EXERCISE OBJECTIVE – Express the lines from the first one through the line that contains "267], [313, 267]]" as a two-column CSV with the headers input and output, one row for each text and its answer. Put each value in a single quoted field with line breaks replaced by spaces, and leave the pictures out.

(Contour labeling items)
+ + + +

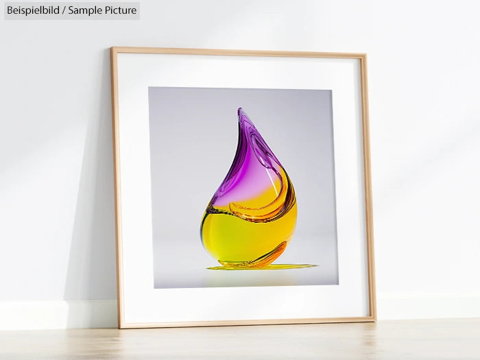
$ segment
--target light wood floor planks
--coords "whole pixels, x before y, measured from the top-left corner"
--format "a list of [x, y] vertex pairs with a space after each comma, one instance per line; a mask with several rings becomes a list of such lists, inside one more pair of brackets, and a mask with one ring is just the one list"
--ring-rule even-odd
[[0, 331], [0, 359], [480, 359], [480, 319]]

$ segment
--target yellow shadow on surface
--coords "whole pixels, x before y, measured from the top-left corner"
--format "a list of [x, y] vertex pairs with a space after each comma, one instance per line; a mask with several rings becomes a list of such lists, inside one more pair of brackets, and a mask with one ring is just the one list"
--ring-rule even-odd
[[318, 266], [313, 264], [272, 264], [265, 267], [225, 267], [224, 266], [213, 266], [207, 267], [209, 270], [285, 270], [286, 269], [302, 269], [302, 267], [313, 267]]

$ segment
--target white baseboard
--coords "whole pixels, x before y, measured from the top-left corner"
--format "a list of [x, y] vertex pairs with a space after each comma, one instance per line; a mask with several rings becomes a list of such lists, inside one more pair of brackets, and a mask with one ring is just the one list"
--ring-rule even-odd
[[480, 293], [379, 293], [376, 308], [379, 320], [480, 317]]
[[116, 327], [117, 300], [0, 302], [0, 330]]
[[[376, 302], [379, 320], [480, 317], [480, 294], [379, 293]], [[0, 302], [0, 330], [117, 327], [117, 300]]]

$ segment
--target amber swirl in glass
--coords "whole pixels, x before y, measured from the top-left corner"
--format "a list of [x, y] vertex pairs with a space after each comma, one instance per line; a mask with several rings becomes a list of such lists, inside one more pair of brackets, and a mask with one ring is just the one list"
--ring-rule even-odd
[[265, 268], [284, 252], [295, 230], [297, 202], [287, 171], [245, 111], [226, 177], [204, 214], [204, 247], [226, 268]]

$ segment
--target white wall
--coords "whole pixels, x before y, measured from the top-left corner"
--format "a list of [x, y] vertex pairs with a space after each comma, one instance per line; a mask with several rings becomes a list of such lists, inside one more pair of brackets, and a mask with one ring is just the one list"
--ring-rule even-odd
[[379, 317], [480, 316], [479, 14], [203, 0], [143, 1], [140, 21], [2, 16], [3, 328], [115, 326], [112, 45], [368, 53]]

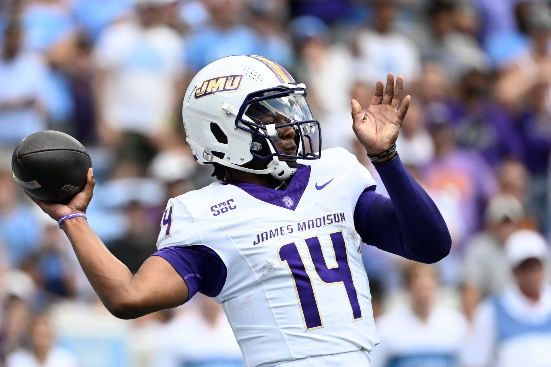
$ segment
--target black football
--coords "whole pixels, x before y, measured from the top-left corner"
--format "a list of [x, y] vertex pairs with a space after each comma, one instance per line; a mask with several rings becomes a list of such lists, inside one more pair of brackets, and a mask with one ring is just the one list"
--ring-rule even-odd
[[51, 130], [29, 135], [12, 156], [15, 180], [35, 198], [50, 202], [69, 202], [84, 188], [91, 166], [90, 155], [78, 140]]

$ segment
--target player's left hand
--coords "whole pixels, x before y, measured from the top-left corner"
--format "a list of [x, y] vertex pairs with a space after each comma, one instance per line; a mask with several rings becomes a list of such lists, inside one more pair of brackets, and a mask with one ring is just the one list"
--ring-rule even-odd
[[394, 74], [389, 73], [386, 76], [386, 90], [383, 96], [382, 81], [378, 80], [375, 84], [375, 95], [363, 118], [360, 103], [352, 100], [352, 129], [368, 154], [381, 153], [396, 142], [410, 98], [409, 96], [406, 96], [398, 109], [403, 87], [404, 78], [398, 77], [395, 88]]

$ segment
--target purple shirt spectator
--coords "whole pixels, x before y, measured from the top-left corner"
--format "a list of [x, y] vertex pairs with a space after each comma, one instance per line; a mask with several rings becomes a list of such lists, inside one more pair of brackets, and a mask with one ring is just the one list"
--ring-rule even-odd
[[484, 204], [497, 189], [493, 171], [475, 151], [455, 149], [435, 158], [425, 168], [424, 182], [432, 190], [449, 191], [458, 198], [466, 234], [480, 227]]
[[527, 110], [521, 114], [518, 132], [527, 156], [524, 163], [534, 175], [545, 174], [551, 152], [551, 116]]
[[522, 158], [522, 144], [504, 109], [484, 101], [474, 108], [453, 102], [447, 107], [460, 146], [478, 151], [492, 166], [506, 157]]

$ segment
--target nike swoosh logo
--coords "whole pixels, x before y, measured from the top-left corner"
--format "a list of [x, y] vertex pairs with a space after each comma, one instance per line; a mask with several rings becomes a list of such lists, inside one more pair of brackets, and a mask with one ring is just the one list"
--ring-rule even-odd
[[328, 185], [328, 184], [329, 184], [329, 182], [331, 182], [331, 181], [332, 181], [332, 180], [334, 180], [334, 179], [334, 179], [334, 178], [333, 177], [333, 178], [332, 178], [331, 179], [329, 180], [328, 181], [327, 181], [327, 182], [326, 182], [326, 183], [325, 183], [325, 184], [323, 184], [323, 185], [322, 185], [321, 186], [318, 186], [318, 185], [317, 185], [317, 184], [316, 183], [316, 189], [317, 189], [317, 190], [321, 190], [321, 189], [323, 189], [323, 188], [324, 187], [325, 187], [326, 186], [327, 186], [327, 185]]

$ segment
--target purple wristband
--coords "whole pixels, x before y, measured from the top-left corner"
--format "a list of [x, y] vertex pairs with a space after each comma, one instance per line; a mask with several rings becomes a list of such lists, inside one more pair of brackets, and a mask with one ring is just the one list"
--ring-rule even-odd
[[77, 212], [75, 213], [69, 213], [68, 214], [66, 214], [65, 215], [61, 216], [61, 217], [57, 220], [57, 224], [60, 225], [60, 229], [63, 229], [61, 228], [61, 223], [67, 220], [68, 219], [71, 219], [71, 218], [74, 218], [75, 217], [84, 217], [86, 218], [86, 214], [83, 213], [82, 212]]

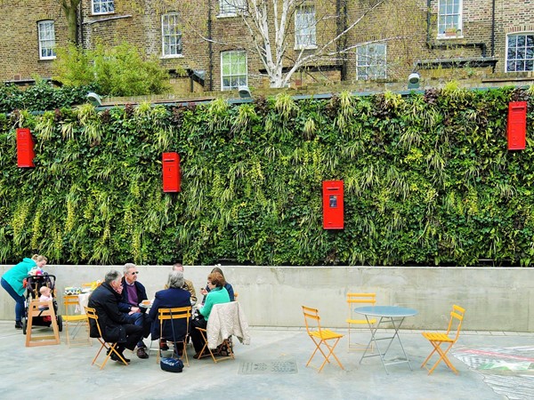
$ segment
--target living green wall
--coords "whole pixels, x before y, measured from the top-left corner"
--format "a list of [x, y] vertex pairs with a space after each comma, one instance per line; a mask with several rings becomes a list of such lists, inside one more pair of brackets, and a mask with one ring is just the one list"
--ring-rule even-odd
[[[0, 115], [0, 262], [530, 266], [532, 88]], [[508, 151], [508, 102], [529, 101]], [[36, 140], [18, 168], [16, 127]], [[161, 153], [182, 157], [165, 194]], [[343, 230], [322, 181], [344, 181]]]

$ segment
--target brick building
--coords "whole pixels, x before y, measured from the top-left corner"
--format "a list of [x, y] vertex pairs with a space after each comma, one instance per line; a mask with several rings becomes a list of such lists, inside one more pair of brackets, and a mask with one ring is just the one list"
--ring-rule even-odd
[[[283, 71], [321, 52], [289, 84], [406, 80], [423, 76], [533, 76], [534, 0], [385, 0], [334, 40], [379, 0], [310, 0], [287, 19]], [[0, 79], [52, 77], [55, 48], [69, 26], [58, 0], [0, 2]], [[156, 55], [175, 92], [268, 87], [265, 65], [242, 16], [246, 0], [81, 0], [76, 41], [128, 42]], [[271, 11], [272, 12], [272, 11]], [[274, 19], [268, 20], [274, 46]], [[263, 46], [263, 44], [261, 44]], [[178, 76], [178, 71], [186, 76]]]

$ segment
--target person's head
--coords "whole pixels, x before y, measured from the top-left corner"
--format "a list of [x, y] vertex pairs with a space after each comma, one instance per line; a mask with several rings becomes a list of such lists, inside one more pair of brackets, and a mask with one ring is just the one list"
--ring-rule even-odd
[[183, 286], [183, 272], [171, 271], [167, 281], [169, 288], [181, 289]]
[[222, 287], [226, 284], [224, 276], [220, 272], [212, 272], [207, 276], [207, 285], [210, 290], [214, 287]]
[[125, 279], [128, 284], [133, 284], [137, 280], [137, 275], [139, 271], [137, 270], [137, 267], [135, 264], [132, 262], [127, 262], [125, 264]]
[[115, 269], [111, 269], [104, 277], [106, 284], [111, 286], [117, 293], [122, 292], [122, 283], [120, 282], [121, 279], [122, 275], [120, 275], [120, 272], [116, 271]]
[[46, 263], [48, 262], [48, 259], [40, 254], [34, 254], [33, 257], [31, 258], [31, 260], [36, 261], [36, 264], [37, 264], [37, 267], [39, 267], [40, 268], [44, 267], [46, 265]]
[[224, 274], [222, 274], [222, 269], [221, 269], [219, 267], [215, 267], [214, 268], [213, 268], [212, 274], [214, 272], [218, 272], [219, 274], [221, 274], [222, 276], [222, 279], [224, 279]]

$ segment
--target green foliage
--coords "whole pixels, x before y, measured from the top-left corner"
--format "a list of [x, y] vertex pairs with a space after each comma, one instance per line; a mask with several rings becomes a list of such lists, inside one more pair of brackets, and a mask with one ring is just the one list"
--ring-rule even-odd
[[[528, 132], [514, 152], [516, 99], [529, 102]], [[408, 97], [0, 114], [0, 261], [530, 266], [533, 105], [531, 88], [451, 84]], [[16, 166], [21, 125], [35, 169]], [[180, 193], [162, 191], [164, 151], [181, 155]], [[345, 228], [327, 231], [321, 182], [337, 179]]]
[[71, 44], [58, 51], [53, 68], [57, 81], [73, 86], [93, 84], [108, 96], [161, 94], [169, 90], [168, 74], [159, 61], [143, 60], [126, 43], [111, 48], [99, 44], [94, 50]]

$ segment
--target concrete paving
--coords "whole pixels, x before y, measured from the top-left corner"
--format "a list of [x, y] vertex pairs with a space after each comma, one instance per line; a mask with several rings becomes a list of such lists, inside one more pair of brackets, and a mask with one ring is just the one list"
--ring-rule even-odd
[[[251, 327], [251, 344], [236, 340], [236, 359], [216, 364], [210, 358], [192, 359], [190, 347], [190, 366], [182, 373], [161, 371], [154, 352], [142, 360], [127, 351], [128, 366], [109, 361], [101, 371], [91, 365], [97, 341], [69, 348], [64, 334], [61, 345], [26, 348], [21, 331], [12, 322], [0, 322], [0, 398], [534, 398], [532, 333], [463, 332], [450, 357], [458, 375], [441, 364], [430, 376], [419, 368], [431, 351], [419, 331], [400, 332], [413, 371], [407, 364], [390, 365], [389, 375], [377, 357], [360, 364], [361, 352], [347, 351], [346, 336], [336, 350], [344, 370], [334, 363], [320, 373], [306, 367], [314, 348], [303, 329]], [[361, 341], [368, 338], [368, 332], [359, 332]], [[388, 358], [394, 359], [400, 349], [393, 344], [390, 352]]]

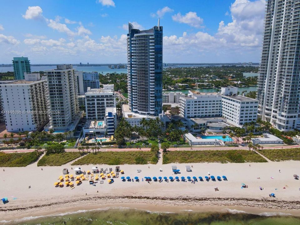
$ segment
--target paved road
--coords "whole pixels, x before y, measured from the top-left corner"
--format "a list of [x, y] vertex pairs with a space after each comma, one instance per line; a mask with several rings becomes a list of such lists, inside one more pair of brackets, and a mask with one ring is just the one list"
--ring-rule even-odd
[[[300, 145], [292, 145], [291, 146], [266, 146], [263, 147], [264, 149], [274, 149], [278, 148], [292, 148], [300, 147]], [[149, 151], [150, 148], [142, 148], [140, 150], [139, 148], [102, 148], [100, 149], [100, 152], [132, 152], [137, 151]], [[169, 151], [198, 151], [204, 150], [248, 150], [249, 148], [247, 147], [239, 146], [238, 147], [192, 147], [192, 148], [170, 148], [168, 149]], [[78, 152], [78, 148], [66, 148], [66, 152]], [[34, 149], [7, 149], [2, 150], [1, 151], [5, 152], [33, 152]], [[86, 151], [86, 150], [85, 150]], [[91, 151], [91, 149], [89, 151]]]

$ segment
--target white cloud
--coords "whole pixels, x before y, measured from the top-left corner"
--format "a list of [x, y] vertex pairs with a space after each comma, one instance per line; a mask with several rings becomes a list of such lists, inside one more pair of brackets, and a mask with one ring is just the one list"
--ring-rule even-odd
[[42, 8], [39, 6], [29, 6], [25, 15], [22, 15], [22, 16], [26, 19], [37, 19], [42, 17]]
[[68, 24], [74, 24], [77, 23], [77, 22], [75, 21], [70, 20], [68, 19], [67, 19], [67, 18], [65, 18], [65, 22]]
[[203, 19], [197, 15], [196, 12], [190, 12], [183, 16], [180, 12], [172, 16], [172, 19], [174, 21], [181, 23], [186, 23], [191, 27], [197, 28], [203, 27]]
[[17, 45], [20, 43], [20, 42], [12, 36], [6, 36], [0, 34], [0, 43], [3, 43], [12, 45]]
[[162, 9], [158, 9], [156, 11], [156, 13], [151, 13], [151, 16], [152, 17], [162, 18], [167, 12], [171, 12], [173, 11], [173, 9], [170, 8], [168, 6], [165, 6]]
[[[134, 29], [139, 29], [139, 30], [143, 30], [144, 27], [140, 24], [139, 24], [137, 22], [129, 22], [130, 23], [132, 24]], [[128, 24], [123, 24], [122, 27], [124, 30], [128, 30]]]
[[115, 2], [112, 0], [99, 0], [99, 3], [101, 3], [103, 6], [106, 6], [108, 7], [113, 6], [115, 7]]

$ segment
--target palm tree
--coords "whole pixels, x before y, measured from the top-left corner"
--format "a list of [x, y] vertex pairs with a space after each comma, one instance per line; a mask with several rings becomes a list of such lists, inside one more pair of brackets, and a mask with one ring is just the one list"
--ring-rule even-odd
[[249, 143], [248, 144], [248, 147], [249, 148], [249, 151], [251, 149], [251, 148], [253, 147], [253, 145], [252, 143]]

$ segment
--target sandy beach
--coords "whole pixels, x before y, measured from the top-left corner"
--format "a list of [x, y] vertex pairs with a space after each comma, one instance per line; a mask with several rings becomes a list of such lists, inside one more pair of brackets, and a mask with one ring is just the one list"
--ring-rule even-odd
[[[24, 168], [1, 168], [0, 198], [7, 197], [9, 202], [0, 204], [0, 220], [117, 207], [170, 212], [229, 208], [256, 214], [282, 212], [300, 216], [300, 180], [293, 177], [300, 173], [298, 162], [251, 163], [251, 166], [248, 163], [194, 163], [188, 164], [193, 166], [191, 172], [186, 171], [186, 164], [177, 164], [181, 173], [177, 175], [172, 171], [173, 165], [121, 165], [124, 176], [132, 178], [137, 176], [140, 182], [123, 182], [118, 178], [113, 183], [105, 180], [94, 186], [86, 181], [72, 190], [54, 185], [63, 168], [68, 168], [70, 174], [74, 174], [69, 164], [41, 168], [36, 163]], [[81, 168], [86, 171], [91, 170], [93, 166]], [[114, 169], [115, 167], [97, 166]], [[138, 172], [138, 169], [142, 172]], [[194, 184], [176, 181], [152, 181], [150, 184], [144, 180], [142, 181], [145, 176], [194, 176], [204, 178], [208, 172], [216, 177], [225, 175], [228, 180], [198, 181]], [[242, 183], [248, 188], [241, 188]], [[260, 186], [263, 190], [260, 190]], [[219, 190], [215, 191], [216, 188]], [[271, 193], [275, 194], [276, 198], [270, 197]]]

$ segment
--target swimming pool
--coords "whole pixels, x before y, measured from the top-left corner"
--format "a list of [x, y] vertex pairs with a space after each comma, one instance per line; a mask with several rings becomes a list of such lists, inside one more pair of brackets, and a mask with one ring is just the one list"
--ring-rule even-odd
[[[224, 141], [224, 139], [222, 137], [222, 135], [211, 135], [209, 136], [200, 136], [203, 139], [213, 139], [217, 138], [218, 140], [222, 140]], [[230, 142], [233, 141], [233, 140], [232, 138], [230, 138], [228, 135], [226, 135], [226, 138], [225, 138], [225, 141]]]

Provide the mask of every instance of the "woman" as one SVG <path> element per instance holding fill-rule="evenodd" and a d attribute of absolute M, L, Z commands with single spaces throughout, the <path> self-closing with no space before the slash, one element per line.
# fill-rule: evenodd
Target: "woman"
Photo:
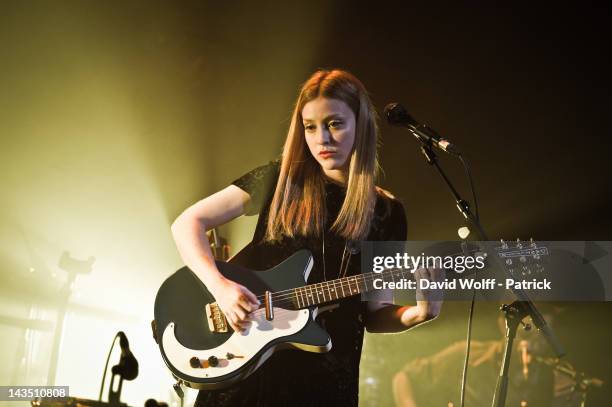
<path fill-rule="evenodd" d="M 402 204 L 374 184 L 377 133 L 376 113 L 361 82 L 346 71 L 317 71 L 302 87 L 281 159 L 176 219 L 172 232 L 183 260 L 233 329 L 245 329 L 259 303 L 246 287 L 219 273 L 203 229 L 259 213 L 252 242 L 258 257 L 251 268 L 267 269 L 306 248 L 314 256 L 309 284 L 360 273 L 354 242 L 406 239 Z M 441 306 L 419 301 L 402 307 L 392 304 L 390 293 L 385 298 L 351 297 L 319 313 L 317 322 L 332 338 L 328 353 L 277 352 L 237 385 L 200 392 L 196 404 L 356 406 L 364 328 L 399 332 L 434 318 Z"/>

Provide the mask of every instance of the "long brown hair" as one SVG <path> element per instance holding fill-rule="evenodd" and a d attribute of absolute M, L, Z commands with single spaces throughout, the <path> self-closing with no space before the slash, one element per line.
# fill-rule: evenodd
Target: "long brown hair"
<path fill-rule="evenodd" d="M 324 173 L 308 149 L 302 122 L 304 105 L 320 96 L 345 102 L 356 121 L 346 197 L 332 230 L 350 240 L 365 239 L 370 230 L 379 171 L 376 111 L 355 76 L 339 69 L 319 70 L 302 86 L 293 110 L 270 205 L 266 240 L 280 240 L 283 235 L 320 236 L 325 227 Z"/>

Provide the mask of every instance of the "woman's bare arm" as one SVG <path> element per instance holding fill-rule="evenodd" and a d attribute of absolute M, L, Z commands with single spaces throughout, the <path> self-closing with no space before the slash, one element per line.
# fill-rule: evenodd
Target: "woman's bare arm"
<path fill-rule="evenodd" d="M 248 313 L 259 302 L 246 287 L 221 275 L 206 231 L 243 215 L 249 204 L 249 194 L 230 185 L 185 209 L 171 227 L 181 258 L 213 294 L 234 330 L 246 328 Z"/>

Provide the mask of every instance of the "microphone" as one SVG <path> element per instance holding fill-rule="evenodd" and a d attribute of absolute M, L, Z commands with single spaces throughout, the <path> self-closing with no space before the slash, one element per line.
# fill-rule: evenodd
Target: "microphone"
<path fill-rule="evenodd" d="M 401 104 L 389 103 L 385 106 L 385 117 L 392 126 L 407 128 L 421 143 L 434 146 L 452 155 L 461 155 L 454 144 L 441 137 L 431 127 L 417 122 Z"/>
<path fill-rule="evenodd" d="M 121 359 L 118 365 L 113 366 L 112 372 L 121 375 L 125 380 L 134 380 L 138 377 L 138 361 L 130 350 L 130 343 L 123 331 L 119 331 L 117 335 L 119 335 Z"/>

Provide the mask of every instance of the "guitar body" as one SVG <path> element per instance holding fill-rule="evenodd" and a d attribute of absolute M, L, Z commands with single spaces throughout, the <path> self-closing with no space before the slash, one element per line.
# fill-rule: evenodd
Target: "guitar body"
<path fill-rule="evenodd" d="M 265 271 L 217 261 L 225 277 L 257 296 L 304 286 L 312 264 L 307 250 Z M 229 326 L 227 332 L 213 332 L 206 306 L 215 301 L 187 267 L 171 275 L 155 298 L 155 333 L 162 357 L 172 374 L 188 387 L 230 386 L 253 373 L 275 350 L 297 348 L 322 353 L 331 349 L 329 334 L 314 322 L 317 307 L 297 309 L 288 301 L 279 302 L 278 306 L 274 304 L 271 320 L 266 319 L 264 308 L 255 311 L 244 333 L 234 332 Z M 201 361 L 196 367 L 194 358 Z"/>

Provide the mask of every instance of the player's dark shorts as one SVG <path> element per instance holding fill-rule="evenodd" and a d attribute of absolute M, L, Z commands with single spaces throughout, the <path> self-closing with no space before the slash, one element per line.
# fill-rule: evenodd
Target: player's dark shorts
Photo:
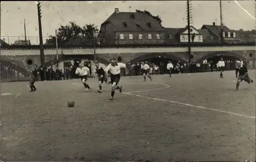
<path fill-rule="evenodd" d="M 114 82 L 116 83 L 116 85 L 117 85 L 120 81 L 120 78 L 121 78 L 121 75 L 120 74 L 111 74 L 110 75 L 110 80 L 111 81 L 111 84 L 113 84 Z"/>
<path fill-rule="evenodd" d="M 82 80 L 83 79 L 84 79 L 86 80 L 86 81 L 87 81 L 87 75 L 80 76 L 80 78 L 81 78 L 81 81 L 82 81 Z"/>
<path fill-rule="evenodd" d="M 103 76 L 101 78 L 100 78 L 100 76 L 98 76 L 99 77 L 99 82 L 101 82 L 101 83 L 103 83 L 104 82 L 108 82 L 108 78 L 106 78 L 105 76 Z"/>
<path fill-rule="evenodd" d="M 150 74 L 150 70 L 143 70 L 142 72 L 143 74 L 145 74 L 145 75 L 147 75 L 148 74 Z"/>
<path fill-rule="evenodd" d="M 220 70 L 220 72 L 224 72 L 224 67 L 220 66 L 219 67 L 219 70 Z"/>
<path fill-rule="evenodd" d="M 37 77 L 33 76 L 30 79 L 30 84 L 34 84 L 36 81 Z"/>
<path fill-rule="evenodd" d="M 245 75 L 239 75 L 238 76 L 238 80 L 240 80 L 241 82 L 244 80 L 245 81 L 247 82 L 250 82 L 250 78 L 249 78 L 249 75 L 248 75 L 248 74 Z"/>

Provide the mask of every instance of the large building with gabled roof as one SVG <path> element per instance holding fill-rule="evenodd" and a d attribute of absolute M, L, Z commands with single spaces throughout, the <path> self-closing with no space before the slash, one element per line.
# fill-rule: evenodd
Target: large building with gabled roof
<path fill-rule="evenodd" d="M 201 28 L 201 30 L 207 30 L 210 33 L 212 40 L 216 42 L 221 42 L 221 26 L 217 26 L 215 22 L 212 25 L 204 25 Z M 236 33 L 236 31 L 229 29 L 226 26 L 223 26 L 223 33 L 224 41 L 226 43 L 240 43 L 241 38 Z"/>
<path fill-rule="evenodd" d="M 164 43 L 164 29 L 143 12 L 115 12 L 101 26 L 100 44 L 157 44 Z"/>

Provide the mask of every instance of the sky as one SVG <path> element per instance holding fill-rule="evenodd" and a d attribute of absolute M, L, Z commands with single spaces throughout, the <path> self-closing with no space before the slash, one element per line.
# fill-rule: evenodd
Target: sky
<path fill-rule="evenodd" d="M 253 17 L 255 17 L 255 1 L 237 2 Z M 192 1 L 193 26 L 200 29 L 203 25 L 220 24 L 219 1 Z M 60 25 L 74 21 L 79 26 L 100 25 L 119 8 L 120 12 L 135 12 L 136 9 L 147 10 L 159 15 L 162 25 L 167 28 L 183 28 L 186 22 L 186 1 L 114 1 L 114 2 L 42 2 L 41 8 L 44 41 Z M 131 9 L 130 8 L 131 6 Z M 251 30 L 255 29 L 255 18 L 251 17 L 234 1 L 223 1 L 223 21 L 231 29 Z M 24 35 L 24 21 L 26 19 L 27 36 L 32 43 L 39 43 L 38 19 L 35 2 L 1 2 L 1 39 L 9 43 L 22 39 Z M 24 39 L 24 38 L 23 38 Z"/>

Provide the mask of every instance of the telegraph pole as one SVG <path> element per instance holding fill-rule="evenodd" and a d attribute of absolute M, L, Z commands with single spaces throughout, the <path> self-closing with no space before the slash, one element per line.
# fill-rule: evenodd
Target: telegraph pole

+ + + +

ANSWER TO THIS PROBLEM –
input,output
"$ segment --target light wood floor planks --coords ""whole pixels, x before y, measured from the top-left corner"" --format ""a list of [x, y] vertex pairs with a space after each comma, one instance per line; a mask with several rings becomes a list of such lists, inside one more pair of brackets, and a mask with one ring is just the one list"" --ring-rule even-odd","[[0, 331], [0, 359], [480, 359], [480, 319]]"
"$ segment --target yellow shadow on surface --coords ""whole pixels, x before y, measured from the top-left corner"" --format ""a list of [x, y] vertex pairs with a space after each comma, one instance per line; a mask with several rings becomes a list of such lists, inside one more pair of brackets, and a mask with one ring is just the one list"" --ring-rule even-odd","[[318, 266], [313, 264], [272, 264], [265, 267], [225, 267], [224, 266], [213, 266], [207, 267], [209, 270], [285, 270], [286, 269], [302, 269], [302, 267], [313, 267]]"